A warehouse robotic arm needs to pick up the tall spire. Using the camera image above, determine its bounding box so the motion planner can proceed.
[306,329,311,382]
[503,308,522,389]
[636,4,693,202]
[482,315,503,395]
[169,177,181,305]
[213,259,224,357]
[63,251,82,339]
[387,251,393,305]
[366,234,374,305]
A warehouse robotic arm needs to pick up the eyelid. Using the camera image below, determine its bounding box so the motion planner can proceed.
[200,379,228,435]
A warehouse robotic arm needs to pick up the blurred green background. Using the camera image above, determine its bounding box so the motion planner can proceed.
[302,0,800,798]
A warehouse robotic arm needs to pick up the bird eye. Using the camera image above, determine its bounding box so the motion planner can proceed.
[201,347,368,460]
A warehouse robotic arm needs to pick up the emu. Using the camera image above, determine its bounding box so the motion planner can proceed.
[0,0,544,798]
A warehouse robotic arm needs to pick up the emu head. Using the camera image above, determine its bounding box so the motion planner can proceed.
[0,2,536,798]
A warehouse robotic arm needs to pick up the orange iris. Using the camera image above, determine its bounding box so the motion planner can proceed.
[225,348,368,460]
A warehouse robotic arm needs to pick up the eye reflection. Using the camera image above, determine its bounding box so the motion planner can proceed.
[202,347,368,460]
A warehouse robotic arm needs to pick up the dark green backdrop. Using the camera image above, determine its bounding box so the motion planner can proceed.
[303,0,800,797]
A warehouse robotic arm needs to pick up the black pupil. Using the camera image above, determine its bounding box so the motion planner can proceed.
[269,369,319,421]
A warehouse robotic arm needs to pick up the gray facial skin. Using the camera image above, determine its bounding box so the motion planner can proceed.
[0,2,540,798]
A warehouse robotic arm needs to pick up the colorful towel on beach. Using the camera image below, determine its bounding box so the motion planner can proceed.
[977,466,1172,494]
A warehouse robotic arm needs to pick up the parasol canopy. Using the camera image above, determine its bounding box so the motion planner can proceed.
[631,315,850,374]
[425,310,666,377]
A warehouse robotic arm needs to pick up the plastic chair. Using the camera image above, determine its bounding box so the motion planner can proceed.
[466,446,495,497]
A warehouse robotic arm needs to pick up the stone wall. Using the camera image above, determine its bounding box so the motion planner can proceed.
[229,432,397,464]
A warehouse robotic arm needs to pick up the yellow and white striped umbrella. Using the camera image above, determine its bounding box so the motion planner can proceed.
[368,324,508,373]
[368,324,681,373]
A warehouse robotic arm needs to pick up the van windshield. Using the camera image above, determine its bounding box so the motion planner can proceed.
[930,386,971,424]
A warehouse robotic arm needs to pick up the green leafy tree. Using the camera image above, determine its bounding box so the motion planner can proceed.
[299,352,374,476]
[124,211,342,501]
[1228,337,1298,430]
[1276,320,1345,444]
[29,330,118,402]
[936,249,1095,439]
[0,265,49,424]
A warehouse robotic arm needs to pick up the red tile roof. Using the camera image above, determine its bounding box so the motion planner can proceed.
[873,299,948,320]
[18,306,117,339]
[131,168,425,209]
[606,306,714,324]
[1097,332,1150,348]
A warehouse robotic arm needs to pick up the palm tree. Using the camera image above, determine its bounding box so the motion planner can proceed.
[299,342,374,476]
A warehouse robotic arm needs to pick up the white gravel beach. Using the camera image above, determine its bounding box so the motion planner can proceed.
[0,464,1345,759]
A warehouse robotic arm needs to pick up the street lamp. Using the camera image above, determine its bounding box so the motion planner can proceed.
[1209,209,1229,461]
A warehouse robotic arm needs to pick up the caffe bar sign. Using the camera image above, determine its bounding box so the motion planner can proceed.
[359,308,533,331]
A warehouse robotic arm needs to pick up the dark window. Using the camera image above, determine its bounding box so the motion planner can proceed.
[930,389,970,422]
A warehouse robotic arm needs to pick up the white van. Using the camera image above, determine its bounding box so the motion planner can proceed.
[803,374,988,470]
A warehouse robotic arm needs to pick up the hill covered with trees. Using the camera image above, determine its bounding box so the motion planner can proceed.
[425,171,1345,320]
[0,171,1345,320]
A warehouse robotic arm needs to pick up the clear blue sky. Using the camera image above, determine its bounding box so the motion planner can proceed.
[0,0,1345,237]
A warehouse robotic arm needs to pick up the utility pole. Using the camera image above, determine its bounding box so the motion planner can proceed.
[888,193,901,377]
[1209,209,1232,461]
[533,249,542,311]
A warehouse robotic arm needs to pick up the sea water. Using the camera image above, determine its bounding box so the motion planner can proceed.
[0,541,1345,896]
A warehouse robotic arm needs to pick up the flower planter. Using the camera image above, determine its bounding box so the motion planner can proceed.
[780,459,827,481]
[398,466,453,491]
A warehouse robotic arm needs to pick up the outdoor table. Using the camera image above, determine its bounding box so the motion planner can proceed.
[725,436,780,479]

____________

# THE REQUEST
Arrange every line of the listing above as a Markdown table with the columns Row and Line, numbering the rows and leaving out blank lines.

# TASK ANSWER
| Row | Line |
|---|---|
| 1 | A warehouse robotic arm needs to pick up the tall spire. Using the camera image above, determine its bounding box so the motion planner can proceed. |
| 2 | [306,329,311,382] |
| 3 | [503,308,522,389] |
| 4 | [636,4,693,202] |
| 5 | [482,315,503,395] |
| 6 | [169,177,181,305] |
| 7 | [213,259,224,357] |
| 8 | [63,251,82,339] |
| 9 | [387,251,393,305] |
| 10 | [366,234,374,305] |
| 11 | A warehouse robotic arm needs to pick up the eyelid. Using the camera image below, determine its bounding box so the motion planner can proceed. |
| 12 | [200,379,228,435] |
| 13 | A warehouse robotic arm needs to pick up the blurred green background. Using the camera image above, determine its bounding box so the motion planner can proceed. |
| 14 | [302,0,800,798] |
| 15 | A warehouse robotic arm needs to pick up the bird eye. Using the camera image above, determine its bounding box so the motion planner can proceed. |
| 16 | [201,347,368,460] |
| 17 | A warehouse robotic arm needs to pick up the emu. Using the camera image above, determine its bounding box so the motion planner can proceed. |
| 18 | [0,0,544,798] |
| 19 | A warehouse robotic arm needs to pick up the emu head. Using the camera image above, determine its bounding box so the motion planner can proceed. |
| 20 | [0,2,536,798] |
| 21 | A warehouse robotic arm needs to pick up the orange iris. Using the camera image above, determine its bounding box so the motion planner can proceed. |
| 22 | [225,348,368,460] |
| 23 | A warehouse robotic arm needs to pick up the eye reflection. Using the camera image above, determine its bounding box so the motion planner can proceed. |
| 24 | [202,347,368,460] |
| 25 | A warehouse robotic arm needs to pick up the dark green backdrop. Using the camera image above, determine its bounding box so the motion planner can proceed. |
| 26 | [303,0,800,797] |
| 27 | A warehouse robotic arm needs to pick up the black pupil. Using the camera image above, determine its bounding box so the motion planner can proceed. |
| 28 | [269,369,319,421] |
| 29 | A warehouse robotic arm needs to pick up the gray facial skin. Using the camera image above, determine its bounding box so the motion planner can proceed. |
| 30 | [0,2,540,798] |
| 31 | A warehouse robotic arm needs to pick up the colorful towel on beach. Using the camera image below, determine its bounding box so the motion planner can proceed. |
| 32 | [977,466,1172,494] |
| 33 | A warehouse robotic arm needs to pick up the parasol canopy. Using the camera image above, determine its bounding box so the motion planner can proceed. |
| 34 | [631,315,850,374] |
| 35 | [425,310,666,377] |
| 36 | A warehouse robotic arm needs to pick up the plastic chair. Using the camera image above, determine its bounding box so the motion planner can proceed. |
| 37 | [466,446,495,497] |
| 38 | A warehouse robotic arm needs to pick up the stone wall. Using the camera image above, determine its bounding box so the motion planner can proceed. |
| 39 | [229,432,397,464] |
| 40 | A warehouse robotic arm needs to pick up the yellow and white striped umbrella. Using the camera image above, determine its bounding box so the motion planner can proceed. |
| 41 | [368,324,508,373] |
| 42 | [368,324,681,373] |
| 43 | A warehouse robotic arm needs to pick up the van windshield. Using the camera image above, determine its bounding box so the motion planner can proceed. |
| 44 | [930,386,971,424] |
| 45 | A warehouse robotic arm needs to pick up the green leafy tree. Using the camera image above, determine its bounding box so the motion planner can proceed. |
| 46 | [299,352,374,476] |
| 47 | [124,211,342,501] |
| 48 | [1228,337,1298,430] |
| 49 | [1276,320,1345,444] |
| 50 | [29,330,118,402] |
| 51 | [936,249,1095,439] |
| 52 | [0,265,49,424] |
| 53 | A warehouse robotic arm needs to pick up the red tile roof. Using the camera image above, determine its bounding box so the motion planner can proceed. |
| 54 | [873,299,948,320] |
| 55 | [18,306,117,339] |
| 56 | [131,168,425,209] |
| 57 | [606,306,714,324] |
| 58 | [1097,332,1150,348] |
| 59 | A warehouse robotic arm needs to pick up the palm tree. Using the camera image above, determine its bounding box so the motion planner can proceed. |
| 60 | [299,342,374,476] |
| 61 | A warehouse robotic arm needs to pick up the white gravel beach. Using the camera image above, determine its bounding box so the motion planner can proceed. |
| 62 | [0,464,1345,759] |
| 63 | A warehouse robotic arm needs to pick up the street lamp. Using the camera image above, determine its bounding box so the motion planner can proceed. |
| 64 | [1209,209,1229,461] |
| 65 | A warehouse robotic arm needs to pick up the caffe bar sign. Using the camera image above, determine its bounding box so the motion planner can proceed. |
| 66 | [359,308,533,331] |
| 67 | A warehouse robotic arm needs to pick up the dark window. Using the camera image above, determine its bounding box so the motion planner can proceed. |
| 68 | [930,389,970,422] |
| 69 | A warehouse robotic arm needs to pick up the white van. Using the camera image above, determine its bounding box so the motion planner can proceed. |
| 70 | [803,374,988,470] |
| 71 | A warehouse robotic arm needs to pick up the hill covered with trees. Using the camera image above, determine its bounding box so the motion planner can proceed. |
| 72 | [425,171,1345,320] |
| 73 | [0,171,1345,320] |
| 74 | A warehouse robotic arm needs to pick up the clear blue sky. Using the camera image above, determine its bounding box so the motion planner can proceed. |
| 75 | [0,0,1345,237] |
| 76 | A warehouse robotic arm needs to pick up the utility pole. Using the camera image above, determine its bounding box so the motion planner can proceed. |
| 77 | [888,193,901,377] |
| 78 | [1209,209,1232,461] |
| 79 | [533,249,542,311] |
| 80 | A warehouse robotic arm needs to pick up the sea water. Using the camera image above, determine its bounding box so the motion planner can proceed. |
| 81 | [0,541,1345,896] |
| 82 | A warehouse robotic arm needs to pick up the flower planter. Using the camera image above, determine its bounding box so the motion planner can proceed. |
| 83 | [780,459,827,481] |
| 84 | [398,466,453,491] |
| 85 | A warehouse robotic arm needs to pick up the outdoor table. Using the camera image above, determine its bounding box so the motion planner can proceed. |
| 86 | [725,436,780,479] |